Cigar Box Guitar Hero

Six years ago, Kirk Withrow, MD, had never heard of cigar box guitars. Today, he has made over 100 of the quirky instruments and recorded a number of albums featuring them. He also holds down a day job as a head and neck surgeon and assistant professor at the University of Alabama at Birmingham School of Medicine.

Six years ago, Kirk Withrow, MD, had never heard of cigar box guitars. Today, he has made over 100 of the quirky instruments and recorded a number of albums featuring them. He also holds down a day job as a head and neck surgeon and assistant professor at the University of Alabama at Birmingham School of Medicine. To find out more, MD Magazine recently spoke with Withrow about his offbeat hobby.

MD: How did you get interested in making cigar box guitars?
★ ★ ★ ★
### What this exercise asks
• a. According to the article on cigar box guitars, how many of the instruments has Kirk Withrow made?
• b. Write the next part of the cigar box guitar interview, picking up after its last line.
The listing is not needed for anything here.

### Dataset extract
★ ★ ★ ★
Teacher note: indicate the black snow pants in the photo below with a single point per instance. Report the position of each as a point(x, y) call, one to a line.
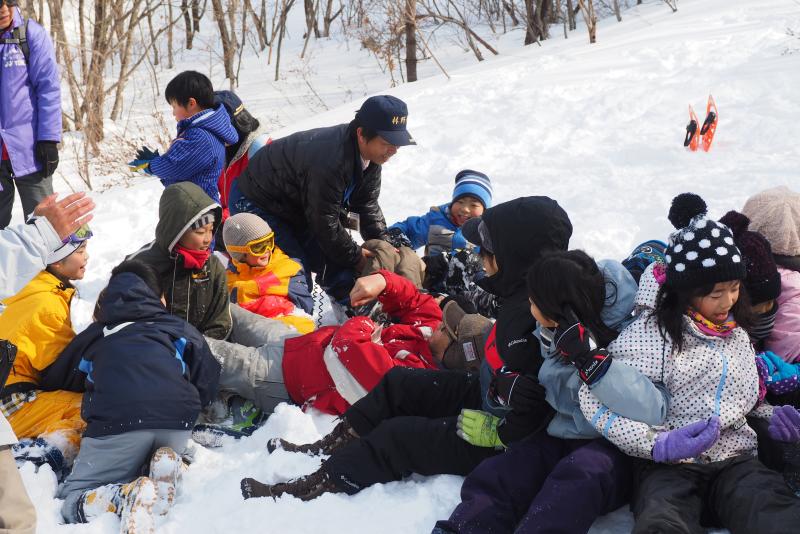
★ ★ ★ ★
### Task-by-task outputs
• a. Over 100.

• b.
Withrow: I was a third-year resident at UAB doing my ENT residency, and one of my patients was a cabinet maker. During the course of his stay in the hospital, we talked intermittently about music. He mentioned these cigar box guitars, which I had never heard of. Before he came back to the clinic, he gave me a call and said he wanted to bring me one, so he did and from there I kind of fell in love with playing those instruments. That one was a three-string guitar, and I’ve since started playing mostly four-string guitars that I make. … The way a six-string guitar is tuned has just never really made sense to me. I can play chords on a guitar, but I have never been able to play a six-string guitar all that well and I have never really enjoyed it. Five strings seemed like plenty, and four strings seems like just the right amount to me now.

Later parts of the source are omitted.